Opportunities south of the border: Mexican market overview - Mexican agricultural market
Mexico, with its large population and new-found prosperity, offers great potential for U.S. exporters of food and agricultural products, especially since the enactment of the North American Free Trade Agreement (NAFTA), which took effect on January 1.
Mexico's low production capacity and growing population practically ensure that the United States will continue to be its major supplier.
Until accession to the General Agreement on Tariffs and Trade (GATT) in 1986 and the beginning of liberalized trade, Mexico was virtually closed to imports of most food and agricultural products.
Since the market has been open, imports of U.S. food and agricultural products have exploded. Exports of U.S. agricultural products to Mexico have been expanding at an average of 20 percent per year since 1987 and totaled $3.6 billion in 1993.
The U.S. market share is estimated to be about 80 percent overall and volume has grown in all product categories, especially consumer-ready products. The main factors behind this growth are the increasing affluence of Mexican consumers, the expansion of modern retail and food service outlets and the increasing openness of the border.
The major markets in Mexico for imported food products are Mexico City, Monterrey, Guadalajara, the border cities of Tijuana, Juarez, Mexicali and Nuevo Laredo and the resorts like Cancun, Acapulco, Puerto Vallarta and Mazatlan. Currently, other cities lack the infrastructure to warrant being the focus of U.S. exporters and are generally serviced from the larger cities.
Mexico's distribution system is still in its formative stages. As a result, food products could be costly and difficult to distribute, and reliable distributors can be hard to find. Nationwide distributors are scarce, so it is not uncommon for U.S. suppliers to have as many as five or six to cover all of the key regional markets. Having a good distributor who can handle all customs, health/phytosanitary and labeling issues is the key to success.
Nearly all horticultural products are sold and distributed through wholesale markets -- Central de Abastos -- located in all Mexican cities. The largest is in Mexico City.

> **Data shown**

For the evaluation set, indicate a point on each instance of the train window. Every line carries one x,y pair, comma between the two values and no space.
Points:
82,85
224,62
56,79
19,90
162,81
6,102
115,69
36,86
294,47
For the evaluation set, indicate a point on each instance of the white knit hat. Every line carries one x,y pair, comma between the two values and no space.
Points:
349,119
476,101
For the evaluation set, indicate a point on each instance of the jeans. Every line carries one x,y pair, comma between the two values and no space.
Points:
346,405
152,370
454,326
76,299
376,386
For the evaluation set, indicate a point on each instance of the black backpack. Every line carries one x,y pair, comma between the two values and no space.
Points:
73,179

* * *

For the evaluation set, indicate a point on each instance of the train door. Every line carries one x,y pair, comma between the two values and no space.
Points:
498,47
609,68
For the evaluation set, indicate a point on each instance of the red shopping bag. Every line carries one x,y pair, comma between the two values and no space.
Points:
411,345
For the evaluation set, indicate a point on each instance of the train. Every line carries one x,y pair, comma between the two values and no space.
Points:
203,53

--

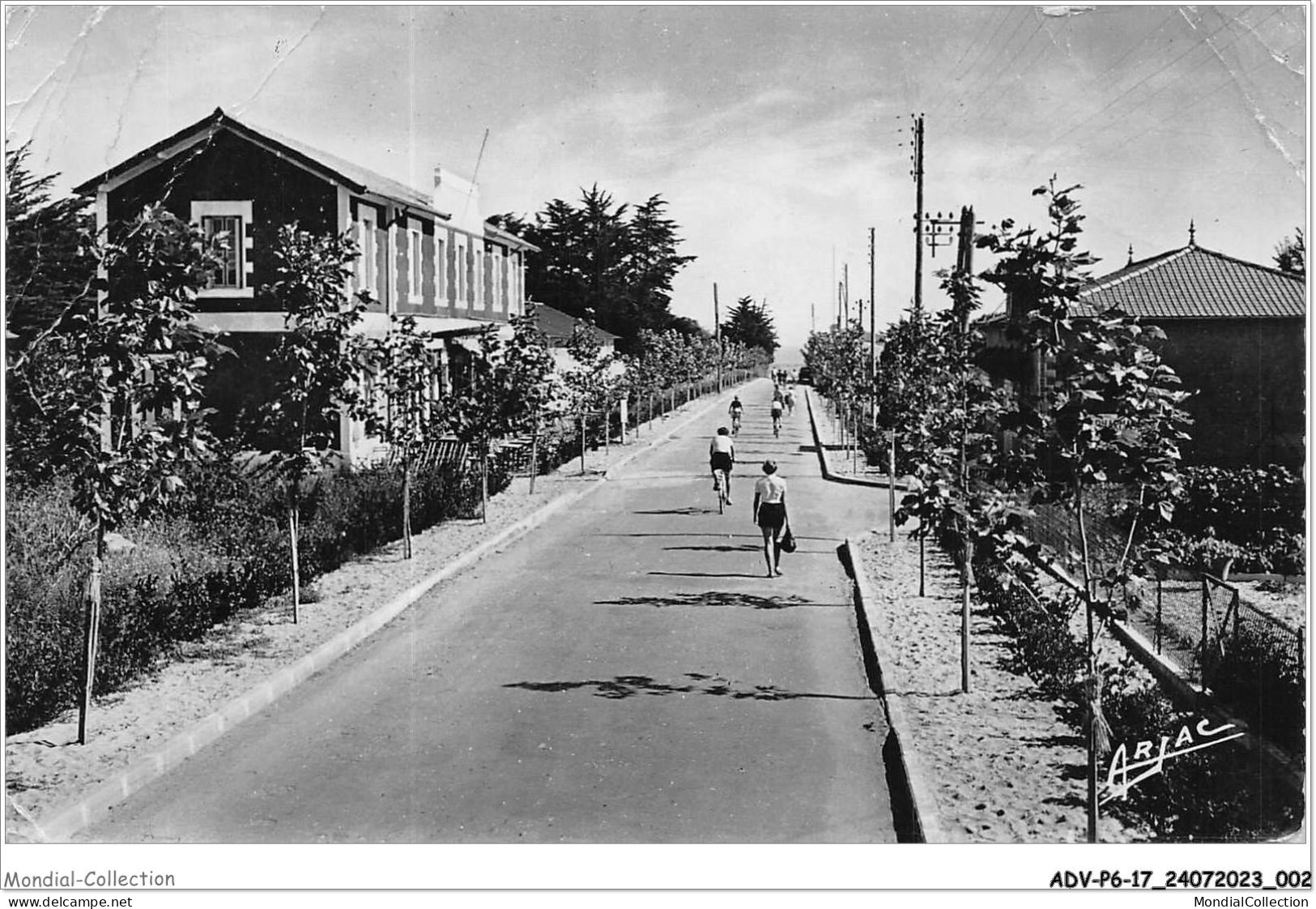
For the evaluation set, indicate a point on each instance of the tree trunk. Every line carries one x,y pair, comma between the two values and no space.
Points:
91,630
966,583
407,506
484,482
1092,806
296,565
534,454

> **What to work on**
1 – Sift the records for every line that contains the string "train", treating upper and lower case as distinct, and copy each of those lines.
2 – Could you continue the Mexican market overview, starting right after its last sentence?
The Mexican market overview and the records come from unrelated sources.

> **Per-task outputs**
1 –
For the evaluation set, indicate a point on each instance of the train window. Every line carries one x,y pair, comma between the two values and no space.
For the evaluation set, indicate a point on each instance of the train door. Every line carries one x,y pair, comma between the two values and no space.
For the evaluation set, indicate a point on each instance of the train. Every line carries one x,y pair, comma between the two values and no space.

2 –
Mexico's major retail chains, which still cater largely to the upper and upper middle classes, are expanding rapidly, and some of their newer outlets are as modern as any in the United States. Their shelves are stocked with U.S. products, although currently they buy these primarily through Mexican-based distributors. The fast food sector, which is more likely to import directly, is dominated by major chains from the United States.
Mexico's Economy Solid
While Mexico remains largely a developing nation, several factors make it an attractive destination for U.S. food exporters.
A rapidly growing segment of the population has sufficient disposable income and a predilection to buy imported valueadded food products. This group is estimated at about 22 million people -- about one-quarter of the population. In addition, the country is also extraordinarily youthful with half the population under 20 years of age, giving U.S. companies an excellent chance to build brand loyalty.
Mexico is now several years into an economic recovery and the economy appears to be on solid ground.
Economic growth has rebounded from negative levels in the 1980s to 0.8 percent in 1993 and inflation has been brought under control from its run-away levels to 9.9 percent in 1993. The Mexican economy is now in the early stages of what is expected to be a period of sustained growth. Growth is forecast to be as much as 5 percent annually through the late 1990s.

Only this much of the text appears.